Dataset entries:
*****

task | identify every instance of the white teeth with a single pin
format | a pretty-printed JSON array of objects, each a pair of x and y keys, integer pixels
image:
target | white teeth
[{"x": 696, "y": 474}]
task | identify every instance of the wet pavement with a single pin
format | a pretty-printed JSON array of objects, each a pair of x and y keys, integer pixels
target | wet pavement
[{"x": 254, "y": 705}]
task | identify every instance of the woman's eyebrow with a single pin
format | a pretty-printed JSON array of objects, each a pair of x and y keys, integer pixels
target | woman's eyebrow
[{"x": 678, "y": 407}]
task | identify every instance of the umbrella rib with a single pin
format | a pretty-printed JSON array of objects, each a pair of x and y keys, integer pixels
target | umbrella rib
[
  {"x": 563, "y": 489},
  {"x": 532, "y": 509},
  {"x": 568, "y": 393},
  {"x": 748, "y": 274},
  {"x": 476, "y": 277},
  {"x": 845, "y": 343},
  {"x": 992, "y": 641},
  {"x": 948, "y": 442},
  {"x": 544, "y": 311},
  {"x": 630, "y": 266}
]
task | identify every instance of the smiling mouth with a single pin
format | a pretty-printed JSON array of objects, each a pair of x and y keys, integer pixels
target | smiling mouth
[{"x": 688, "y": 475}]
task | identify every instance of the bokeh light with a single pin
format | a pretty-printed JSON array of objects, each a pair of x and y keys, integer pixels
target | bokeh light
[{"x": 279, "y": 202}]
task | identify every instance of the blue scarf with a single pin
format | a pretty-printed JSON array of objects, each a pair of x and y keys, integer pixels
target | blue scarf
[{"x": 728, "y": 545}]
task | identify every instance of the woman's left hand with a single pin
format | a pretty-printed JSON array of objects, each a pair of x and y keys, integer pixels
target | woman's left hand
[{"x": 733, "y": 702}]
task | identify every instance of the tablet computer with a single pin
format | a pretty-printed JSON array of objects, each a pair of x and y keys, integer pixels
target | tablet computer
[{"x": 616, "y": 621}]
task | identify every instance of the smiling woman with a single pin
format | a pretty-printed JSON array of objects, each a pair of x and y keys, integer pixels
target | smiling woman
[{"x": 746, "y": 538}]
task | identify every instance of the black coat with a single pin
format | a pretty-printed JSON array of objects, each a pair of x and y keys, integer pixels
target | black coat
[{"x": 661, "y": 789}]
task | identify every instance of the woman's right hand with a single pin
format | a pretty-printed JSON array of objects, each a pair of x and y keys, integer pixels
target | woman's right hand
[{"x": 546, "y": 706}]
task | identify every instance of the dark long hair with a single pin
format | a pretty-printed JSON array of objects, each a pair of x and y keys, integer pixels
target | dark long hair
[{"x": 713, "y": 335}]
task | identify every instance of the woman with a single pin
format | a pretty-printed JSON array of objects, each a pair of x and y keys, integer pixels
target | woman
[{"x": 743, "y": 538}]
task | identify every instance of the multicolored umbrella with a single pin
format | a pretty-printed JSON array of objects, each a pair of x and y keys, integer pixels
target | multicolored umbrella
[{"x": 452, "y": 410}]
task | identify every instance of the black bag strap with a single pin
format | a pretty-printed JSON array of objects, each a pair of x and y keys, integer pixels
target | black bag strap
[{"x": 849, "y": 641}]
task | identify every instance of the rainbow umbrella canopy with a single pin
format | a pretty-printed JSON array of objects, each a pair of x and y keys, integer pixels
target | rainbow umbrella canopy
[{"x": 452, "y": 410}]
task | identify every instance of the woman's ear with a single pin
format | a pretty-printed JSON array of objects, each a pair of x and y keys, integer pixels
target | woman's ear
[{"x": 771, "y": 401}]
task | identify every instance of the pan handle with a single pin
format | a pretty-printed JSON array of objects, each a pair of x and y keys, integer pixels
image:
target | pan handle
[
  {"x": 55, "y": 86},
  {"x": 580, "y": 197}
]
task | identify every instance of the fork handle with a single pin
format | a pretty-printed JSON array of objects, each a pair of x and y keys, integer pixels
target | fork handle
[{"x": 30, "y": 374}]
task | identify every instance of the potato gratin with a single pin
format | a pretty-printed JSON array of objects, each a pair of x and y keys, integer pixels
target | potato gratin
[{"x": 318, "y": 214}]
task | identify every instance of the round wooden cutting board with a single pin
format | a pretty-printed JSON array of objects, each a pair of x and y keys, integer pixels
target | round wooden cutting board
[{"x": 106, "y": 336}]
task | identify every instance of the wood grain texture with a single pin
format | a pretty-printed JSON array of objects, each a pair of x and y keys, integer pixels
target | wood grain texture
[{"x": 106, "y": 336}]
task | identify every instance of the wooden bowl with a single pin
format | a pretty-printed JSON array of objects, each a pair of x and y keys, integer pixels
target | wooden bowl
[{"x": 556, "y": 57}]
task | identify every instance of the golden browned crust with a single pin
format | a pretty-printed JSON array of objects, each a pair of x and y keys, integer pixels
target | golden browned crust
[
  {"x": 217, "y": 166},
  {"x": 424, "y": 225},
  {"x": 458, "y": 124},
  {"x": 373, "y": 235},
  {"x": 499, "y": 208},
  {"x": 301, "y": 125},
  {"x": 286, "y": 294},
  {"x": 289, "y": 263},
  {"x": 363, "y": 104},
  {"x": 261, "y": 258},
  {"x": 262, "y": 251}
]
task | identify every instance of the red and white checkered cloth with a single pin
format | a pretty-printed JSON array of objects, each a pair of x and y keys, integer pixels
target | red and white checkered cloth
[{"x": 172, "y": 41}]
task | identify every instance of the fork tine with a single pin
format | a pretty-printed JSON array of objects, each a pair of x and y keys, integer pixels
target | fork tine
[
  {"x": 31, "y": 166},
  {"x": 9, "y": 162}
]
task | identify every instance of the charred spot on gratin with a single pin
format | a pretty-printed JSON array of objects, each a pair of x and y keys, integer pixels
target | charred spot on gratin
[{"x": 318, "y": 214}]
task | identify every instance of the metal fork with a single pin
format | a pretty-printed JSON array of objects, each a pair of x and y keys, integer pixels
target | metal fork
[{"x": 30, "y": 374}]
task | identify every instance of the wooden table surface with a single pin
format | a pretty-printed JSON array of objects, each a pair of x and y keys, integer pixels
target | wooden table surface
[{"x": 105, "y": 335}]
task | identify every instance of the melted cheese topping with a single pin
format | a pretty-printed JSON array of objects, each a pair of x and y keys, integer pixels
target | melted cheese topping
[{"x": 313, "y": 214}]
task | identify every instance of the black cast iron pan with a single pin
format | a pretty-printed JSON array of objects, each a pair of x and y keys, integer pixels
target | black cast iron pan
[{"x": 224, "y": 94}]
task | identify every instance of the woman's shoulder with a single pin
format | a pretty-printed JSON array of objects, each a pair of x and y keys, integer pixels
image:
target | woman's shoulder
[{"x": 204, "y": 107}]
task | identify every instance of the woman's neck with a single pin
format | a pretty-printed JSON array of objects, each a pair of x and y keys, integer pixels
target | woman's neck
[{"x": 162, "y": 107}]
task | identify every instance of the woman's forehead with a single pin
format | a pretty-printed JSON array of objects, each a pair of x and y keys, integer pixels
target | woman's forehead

*****

Brief => Repeat the records above line by line, from the first line through the line that contains "task | identify every instance of the bokeh".

Task result =>
task | identify every instance of the white teeth with a single pin
format | a pretty-printed JSON array of objects, each a pair of x and y keys, integer pixels
image:
target | white teeth
[{"x": 696, "y": 474}]
task | identify every instance of the wet pavement with a single pin
format | a pretty-printed JSON array of objects, each a pair of x and y keys, integer pixels
target | wet pavement
[{"x": 254, "y": 705}]
task | identify every instance of the woman's eyebrow with a single pin
format | a pretty-printed JSON array of objects, each a pair of x and y keys, integer pixels
target | woman's eyebrow
[{"x": 678, "y": 407}]
task | identify every instance of the umbrella rib with a single pin
format | a pretty-printed JSON array of objects, each a pair of x and y keys, integer pixels
target | umbrella rib
[
  {"x": 563, "y": 489},
  {"x": 532, "y": 509},
  {"x": 568, "y": 393},
  {"x": 748, "y": 274},
  {"x": 476, "y": 277},
  {"x": 845, "y": 343},
  {"x": 992, "y": 641},
  {"x": 948, "y": 442},
  {"x": 544, "y": 311},
  {"x": 630, "y": 266}
]
task | identify every instance of the smiling mouth with a single pin
format | a pretty-printed JSON array of objects, each a pair of x and y keys, integer pixels
target | smiling mouth
[{"x": 688, "y": 475}]
task | identify every instance of the bokeh light with a single pin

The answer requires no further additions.